───── Kutipan Sumber

Ilustrasi(Kemendikdasmen)
KETUA Koalisi Barisan Guru Indonesia (Kobar Guru Indonesia), Soeparman Mardjoeki Nahali, menilai kebijakan Tes Kompetensi Akademik (TKA) yang telah dilakukan di berbagai daerah bersifat ambivalen. Meskipun TKA tidak diwajibkan untuk diikuti oleh setiap murid, pemerintah menjadikannya sebagai alat standardisasi seleksi akademik.
“Dengan tujuan standarisasi ini mau tidak mau pemerintah akan mendorong keterlibatan seluruh siswa untuk mengikuti TKA. Dari sejumlah laporan yang disampaikan guru dan murid, terdapat indikasi banyaknya satuan pendidikan yang mewajibkan muridnya untuk mengikuti TKA,” ungkapnya kepada Media Indonesia, Minggu (2/11).
Menurut Soeparman, dengan menjadikan TKA sebagai acuan pengendalian dan penjaminan mutu pendidikan, pemerintah daerah dan satuan pendidikan otomatis akan menjadi mesin pengendali untuk memastikan keikutsertaan semua murid. Langkah itu dilakukan dengan dalih agar TKA dapat dipakai sebagai alat penjaminan mutu pendidikan pada satuan pendidikan dan daerahnya.
“Selain itu, meskipun TKA tidak dijadikan sebagai syarat kelulusan, tetap saja berpotensi menimbulkan masalah sebagaimana terjadi di masa pemberlakuan Ujian Nasional (UN),” tegas Soeparman.
Ia menilai TKA berpotensi menimbulkan tekanan psikologis bagi sejumlah murid, terutama mereka yang gagal lolos Seleksi Nasional Berdasarkan Prestasi (SNBP). Nilai rapor yang diperoleh selama tiga tahun dapat dianggap tidak layak setelah divalidasi oleh hasil TKA, padahal rendahnya hasil ujian bisa disebabkan faktor kecemasan atau kesehatan.
“Ini pernah terjadi saat pemberlakuan UN di mana sejumlah anak berprestasi memperoleh hasil UN di bawah standar kelulusan. Ternyata penyebabnya adalah tekanan psikis dan kondisi fisik yang tidak sehat saat ujian. Oleh karena itu menjadikan TKA sebagai validator nilai rapor untuk menentukan kelulusan peserta SNBP adalah kebijakan yang merugikan murid karena mengabaikan perjuangan para murid selama tiga tahun untuk memperoleh prestasi akademik di sekolahnya,” jelasnya.

──────────

**Tugas Singkat 1:**
Menurut kutipan tentang kebijakan Tes Kompetensi Akademik, faktor apa saja yang dapat menyebabkan rendahnya hasil ujian?
**Tugas Singkat 2:**
Lanjutkan kutipan tentang kebijakan Tes Kompetensi Akademik setelah kalimat terakhirnya.

───── Data Entri

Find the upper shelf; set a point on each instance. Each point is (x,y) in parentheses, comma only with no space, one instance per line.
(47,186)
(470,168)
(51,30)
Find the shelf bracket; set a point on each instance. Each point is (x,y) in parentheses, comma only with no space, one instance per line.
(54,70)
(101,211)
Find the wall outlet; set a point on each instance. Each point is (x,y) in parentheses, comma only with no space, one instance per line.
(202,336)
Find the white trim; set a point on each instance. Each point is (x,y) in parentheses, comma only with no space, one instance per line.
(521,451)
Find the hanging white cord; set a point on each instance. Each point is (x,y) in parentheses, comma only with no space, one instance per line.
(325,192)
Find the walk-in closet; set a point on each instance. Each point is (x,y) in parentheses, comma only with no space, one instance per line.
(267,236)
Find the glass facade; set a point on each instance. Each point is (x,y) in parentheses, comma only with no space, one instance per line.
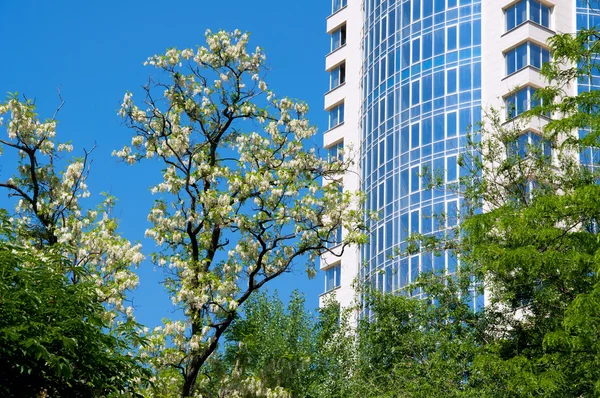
(421,93)
(588,15)
(332,277)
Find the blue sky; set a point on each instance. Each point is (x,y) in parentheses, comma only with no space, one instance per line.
(94,50)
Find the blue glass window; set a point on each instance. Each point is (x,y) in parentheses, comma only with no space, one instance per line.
(427,51)
(438,84)
(416,50)
(530,142)
(439,42)
(451,81)
(338,5)
(451,40)
(337,76)
(527,10)
(451,169)
(338,38)
(465,34)
(519,102)
(336,115)
(336,151)
(333,277)
(527,54)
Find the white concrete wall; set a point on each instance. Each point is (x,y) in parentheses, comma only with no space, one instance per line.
(496,41)
(349,131)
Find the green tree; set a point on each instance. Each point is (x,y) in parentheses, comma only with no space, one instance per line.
(537,244)
(237,208)
(66,325)
(52,337)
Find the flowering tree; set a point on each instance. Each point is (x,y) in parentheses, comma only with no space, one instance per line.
(49,222)
(237,207)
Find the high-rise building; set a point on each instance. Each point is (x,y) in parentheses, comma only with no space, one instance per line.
(408,78)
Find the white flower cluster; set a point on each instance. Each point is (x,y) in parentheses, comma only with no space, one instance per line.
(234,209)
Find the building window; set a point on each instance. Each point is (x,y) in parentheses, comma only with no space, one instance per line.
(333,277)
(520,101)
(337,76)
(527,10)
(336,115)
(527,54)
(338,38)
(338,5)
(529,143)
(336,152)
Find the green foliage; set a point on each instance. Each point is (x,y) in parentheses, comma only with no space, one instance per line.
(52,338)
(281,347)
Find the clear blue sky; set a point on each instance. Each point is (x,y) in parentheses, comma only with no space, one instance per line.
(94,50)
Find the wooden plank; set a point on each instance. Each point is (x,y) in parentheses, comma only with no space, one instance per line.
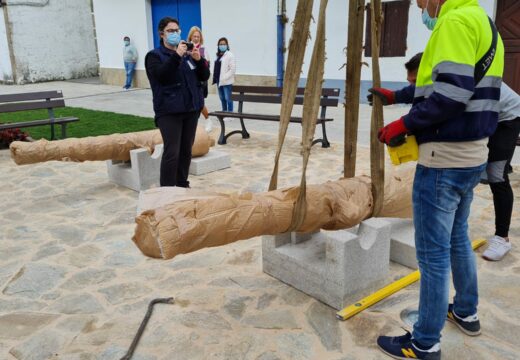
(31,105)
(332,92)
(38,123)
(276,99)
(262,117)
(31,96)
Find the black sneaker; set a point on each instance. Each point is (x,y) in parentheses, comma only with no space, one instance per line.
(404,347)
(469,325)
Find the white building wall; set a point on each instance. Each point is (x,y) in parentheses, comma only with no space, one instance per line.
(252,36)
(52,39)
(6,70)
(250,27)
(116,19)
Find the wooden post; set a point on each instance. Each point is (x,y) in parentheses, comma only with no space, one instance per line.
(356,16)
(377,150)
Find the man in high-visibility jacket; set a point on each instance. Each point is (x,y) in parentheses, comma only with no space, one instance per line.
(452,118)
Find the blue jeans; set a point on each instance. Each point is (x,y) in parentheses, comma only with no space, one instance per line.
(224,92)
(441,206)
(129,68)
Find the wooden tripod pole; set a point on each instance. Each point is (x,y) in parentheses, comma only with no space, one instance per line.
(353,78)
(377,150)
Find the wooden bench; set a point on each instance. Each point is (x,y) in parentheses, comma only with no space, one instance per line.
(272,95)
(35,101)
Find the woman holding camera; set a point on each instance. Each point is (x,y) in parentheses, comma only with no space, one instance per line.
(175,76)
(224,74)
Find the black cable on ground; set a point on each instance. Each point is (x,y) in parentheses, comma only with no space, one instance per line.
(131,350)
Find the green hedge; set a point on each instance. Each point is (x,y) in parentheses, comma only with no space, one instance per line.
(91,122)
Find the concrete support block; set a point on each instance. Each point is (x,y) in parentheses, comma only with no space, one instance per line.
(402,243)
(140,173)
(212,161)
(334,267)
(143,170)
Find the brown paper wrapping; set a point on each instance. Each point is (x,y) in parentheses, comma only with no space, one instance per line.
(191,224)
(98,148)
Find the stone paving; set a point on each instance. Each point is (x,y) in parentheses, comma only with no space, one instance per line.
(74,286)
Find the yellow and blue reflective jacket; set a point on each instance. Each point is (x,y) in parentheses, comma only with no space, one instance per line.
(448,105)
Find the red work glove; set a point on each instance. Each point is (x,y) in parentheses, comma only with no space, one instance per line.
(387,96)
(393,134)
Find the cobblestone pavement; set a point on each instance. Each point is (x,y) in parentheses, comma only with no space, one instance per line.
(74,286)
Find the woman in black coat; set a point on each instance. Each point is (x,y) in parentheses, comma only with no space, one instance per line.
(176,76)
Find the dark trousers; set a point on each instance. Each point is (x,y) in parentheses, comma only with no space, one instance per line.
(178,133)
(502,146)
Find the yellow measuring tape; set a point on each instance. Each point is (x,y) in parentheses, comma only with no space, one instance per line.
(388,290)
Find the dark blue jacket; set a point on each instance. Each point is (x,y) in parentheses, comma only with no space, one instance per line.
(177,83)
(405,95)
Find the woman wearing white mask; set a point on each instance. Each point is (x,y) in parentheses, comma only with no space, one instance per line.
(224,74)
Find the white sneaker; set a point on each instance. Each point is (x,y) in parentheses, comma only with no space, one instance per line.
(497,249)
(209,126)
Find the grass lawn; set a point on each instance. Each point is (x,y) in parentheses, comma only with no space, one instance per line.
(91,122)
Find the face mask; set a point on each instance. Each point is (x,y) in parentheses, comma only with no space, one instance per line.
(427,19)
(173,39)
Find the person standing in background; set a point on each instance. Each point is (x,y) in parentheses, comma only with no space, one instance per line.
(130,59)
(224,73)
(195,36)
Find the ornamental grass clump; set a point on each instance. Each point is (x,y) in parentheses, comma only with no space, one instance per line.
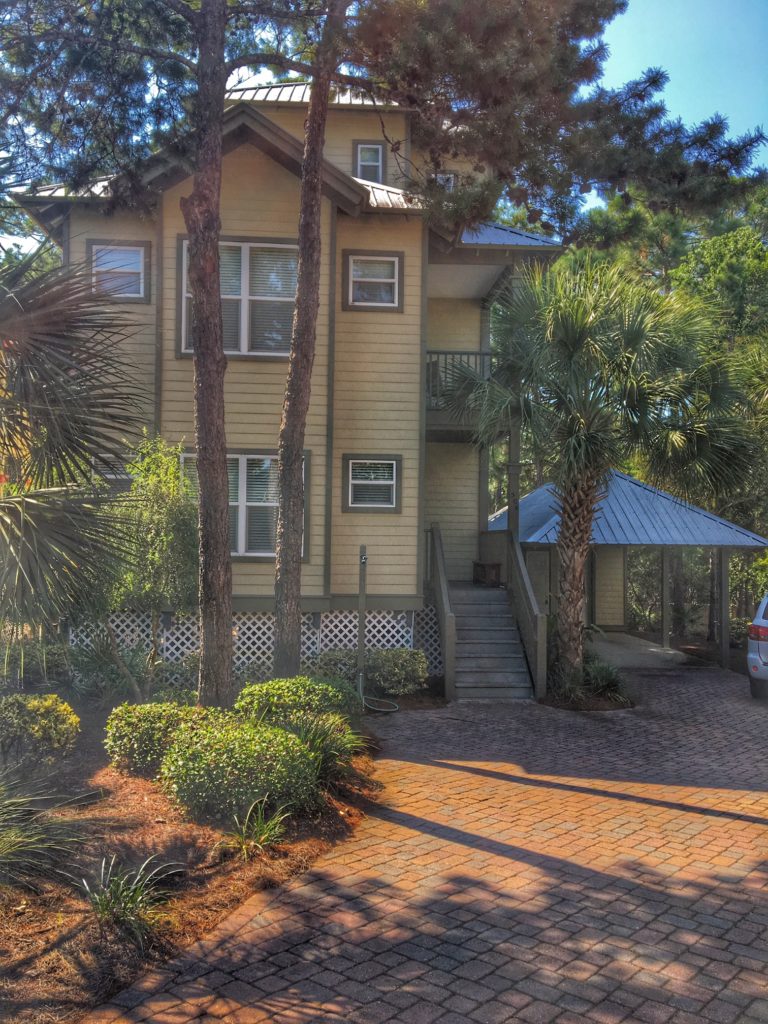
(301,695)
(220,767)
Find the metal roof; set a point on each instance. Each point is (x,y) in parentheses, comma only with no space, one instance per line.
(632,513)
(296,93)
(502,235)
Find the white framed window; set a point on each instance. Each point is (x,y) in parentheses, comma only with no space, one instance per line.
(372,483)
(119,270)
(370,162)
(253,502)
(258,295)
(445,179)
(374,281)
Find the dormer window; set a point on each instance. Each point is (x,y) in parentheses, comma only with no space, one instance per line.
(369,161)
(120,269)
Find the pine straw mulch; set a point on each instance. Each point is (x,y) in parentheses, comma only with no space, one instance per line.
(54,965)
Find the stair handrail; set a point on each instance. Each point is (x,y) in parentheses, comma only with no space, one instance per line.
(531,622)
(445,616)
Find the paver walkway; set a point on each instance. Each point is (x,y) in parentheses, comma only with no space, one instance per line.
(528,864)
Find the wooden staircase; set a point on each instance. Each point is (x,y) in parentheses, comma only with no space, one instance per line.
(489,658)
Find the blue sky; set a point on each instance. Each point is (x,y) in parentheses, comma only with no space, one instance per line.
(714,50)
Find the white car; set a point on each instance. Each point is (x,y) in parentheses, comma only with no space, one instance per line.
(757,651)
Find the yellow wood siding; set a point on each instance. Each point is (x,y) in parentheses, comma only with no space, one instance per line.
(455,325)
(609,586)
(139,347)
(346,126)
(260,200)
(451,498)
(377,411)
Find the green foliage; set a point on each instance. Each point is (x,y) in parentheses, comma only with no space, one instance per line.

──────────

**Jawaban Akhir 1:**
Faktor kecemasan atau kesehatan.

**Jawaban Akhir 2:**
Kesenjangan Sosial dan Praktik Bimbel
Soeparman juga mengingatkan, TKA dapat menyuburkan kembali bisnis bimbingan belajar (bimbel) yang memperlebar kesenjangan sosial antara murid kaya dan miskin.
“Praktik bimbel di dalam sekolah akan menambah biaya operasional sekolah dan berdampak mengurangi kualitas pembelajaran karena adanya pengabaian terhadap mata pelajaran yang tidak masuk TKA,” kata Soeparman.
Selain itu, TKA juga dinilai bisa memicu perilaku koruptif seperti pada masa Ujian Nasional, mulai dari praktik menyontek, kebocoran soal, hingga jual beli kunci jawaban.
“Dengan menjadikan TKA sebagai validator nilai rapor untuk SNBP dan Sistem Penerimaan Murid Baru (SPMB) jalur prestasi, maka kebijakan ini tidak menghargai otonomi kerja profesi guru dalam memberikan penilaian berkala kepada murid-muridnya,” urainya.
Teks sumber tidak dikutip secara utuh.